— Talimat 1 —
Zamanaşımıyla ilgili mahkeme kararına bakarak aşağıdakileri yanıtlayın:
(a) Dava hangi konunun tespit edilmesini istiyor?
(b) Mahkeme, davayı usulden reddeden kararı hangi tarihte verdi?
(c) İİK'nın 33/a maddesine göre alacaklı kaç gün içinde dava açabilir?
— Talimat 2 —
İcra takibinde zamanaşımıyla ilgili mahkeme kararını son cümlesinden sonra devam ettirin.

— Kaynak belge —
-*-
DELİLLER :Ankara Batı İcra Dairesinin … (eski …) esas sayılı takip dosyası, Ankara Batı …. Asliye Hukuk Mahkemesinin … esas sayılı dosyası, Ankara Batı İcra Hukuk Mahkemesinin … esas sayılı dosyası, Ankara Batı …. Asliye Hukuk Mahkemesinin … esas sayılı dosyası ile tüm dosya kapsamı.
GEREKÇE :Dava, icra takibinin zamanaşımına uğramadığının tespiti talebine ilişkindir.
Mahkememizin 2019/591 esasına kayden açılan davada yapılan yargılama sonucunda, mahkememizce 6100 Sayılı HMK’nun 114/1-h ve 115/2 maddeleri uyarınca dava şartı noksanlığından davanın usulden reddine dair verilen 23/01/2020 tarih 2019/591 esas 2020/40 karar sayılı karara karşı davacı vekilince istinaf kanun yoluna başvurulmuş, Ankara Bölge Adliye Mahkemesi 22. Hukuk Dairesinin 08/07/2020 tarih 2020/534-825 E-K. Sayılı ilamı ile “…Eldeki istinaf istemine konu davada ise, davacı yan İİK’nın 33/a maddesinin 2. fıkrasındaki “Alacaklı, icranın geri bırakılması kararının kesinleştiğinin kendisine tebliğinden sonra, zamanaşımının vakı olmadığını ispat sadedinde ve 7 gün içinde umumi mahkemelerde dava açabilir. Aksi takdirde icrası istenen ilamın zamanaşımına uğradığı hususu kesin hüküm teşkil eder” düzenlemesine dayalı olarak zamanaşımının vaki olmadığının tespiti davası açmıştır.
Mahkeme kararında birden farklı gerekçe ortaya konulduğu anlaşılmasına karşın hükümde hukuki yarara ilişkin Kanuni düzenlemelere yer verdiği anlaşılmaktadır. Öncelikle bu yönden verilen karar ele alındığında, İİK’nın 33/a maddesinde esasen İcra Hukuk Mahkemesince zamanaşımı nedeni ile verilen icranın bırakılması kararına karşı “zamanaşımının vakı olmadığını” ispata yönelik olarak genel mahkemede dava açma imkanı getirilmiş olup Kanuni olarak tanınmış sözkonusu imkanın kullanılmasında hukuki yararın varlığı muhakkaktır. Bu anlamda mahkemece yanılgılı değerlendirme ile hukuki yarar yokluğundan davanın usulden reddine karar verilmesi doğru değildir.
-*-
— Verilen bilgiler —
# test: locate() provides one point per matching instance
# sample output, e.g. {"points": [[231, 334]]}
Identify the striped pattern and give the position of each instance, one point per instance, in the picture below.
-*-
— Sonuç 1 —
(a) İcra takibinin zamanaşımına uğramadığının tespit edilmesini istiyor.
(b) 23/01/2020 tarihinde verdi.
(c) 7 gün içinde açabilir.

— Sonuç 2 —
Bunun yanında mahkemece 33/a maddesinin yalnızca ilamlara ilişkin olarak verilen icranın geri bırakılması kararı ile ilgili olduğu ve somut olayda uygulama yeri olmadığı gerekçesini ele aldığımızda ise; kambiyo senetlerine özgü takiplere ilişkin uygulanacak hükümlerden olan İİK’nın “uygulanacak diğer hükümler” başlıklı 170/b maddesi “61 inci maddenin ikinci, üçüncü, dördüncü ve beşinci fıkraları ve 62 ilâ 72 nci maddeler bu fasıl hükümlerine aykırı olmadıkça, kambiyo senetlerine mahsus haciz yolu ile takip hakkında da uygulanır.
İİK’nın 71. maddesinin 2. fıkrası “Borçlu, takibin kesinleşmesinden sonraki devrede borcun zamanaşımına uğradığını ileri sürecek olursa, 33 a. maddesi hükmü kıyasen uygulanır” hükmünü içermektedir.
İİK’nın 33/a maddesinin 2. fıkrasına ise yukarıda yer verilmiştir. Görüldüğü gibi zikredilen İİK hükümleri göz önüne alındığında somut olay yönünden 33/a maddesinin uygulama yeri bulunmakta olup mahkemenin bu yöndeki gerekçesi de yerinde değildir.
Son olarak mahkemece 33/a maddesinde öngörülen 7 günlük sürenin kaçırılmış olduğu değerlendirilmiş ise de, sözkonusu hak düşürücü süre olup sürenin başlangıcı maddede özellikle vurgulandığı üzere “icranın geri bırakılması kararının kesinleştiğinin kendisine tebliği” ile mümkün olduğundan mahkemece bu yönden her hangi bir delil toplanmadığı da anlaşılmaktadır. Zira İcra Hukuk Mahkemesinden celp edilen belgeler arasında kararın kesinleştiğinin tebliğine ilişkin tebligat evrakları yer almamaktadır.
Sonuç olarak mahkemece hukuki yararın varlığı ve davacının talep konusu ettiği 33/a maddesinin somut uyuşmazlıkta uygulama yerinin varlığı kabul edilerek, öncelikle maddedeki 7 günlük hak düşürücü seri içerisinde davanın açılıp açılmadığının belirlenmesi için İcra Hukuk Mahkemesi dosyasının celp edilerek incelenmesi, davanın hak düşürücü süre içerisinde açıldığının anlaşılması halinde davanın esası hakkında bir değerlendirme yapılarak sonucuna göre karar verilmesi, aksi halde davanın hak düşürücü süre içerisinde açılmaması nedeni ile usulden reddine karar verilmesi gerekirken yazılı olduğu biçimde karar verilmesi doğru olmamış açıklanan gerekçelerle kararın kaldırılmasına karar verilmesi gerekmiştir…” denilerek, mahkememiz kararının kaldırılmasına karar verilmiş, dava dosyası mahkememiz esasının yukarıda belirtilen sırasına kaydedilerek yargılamaya devam olunmuştur.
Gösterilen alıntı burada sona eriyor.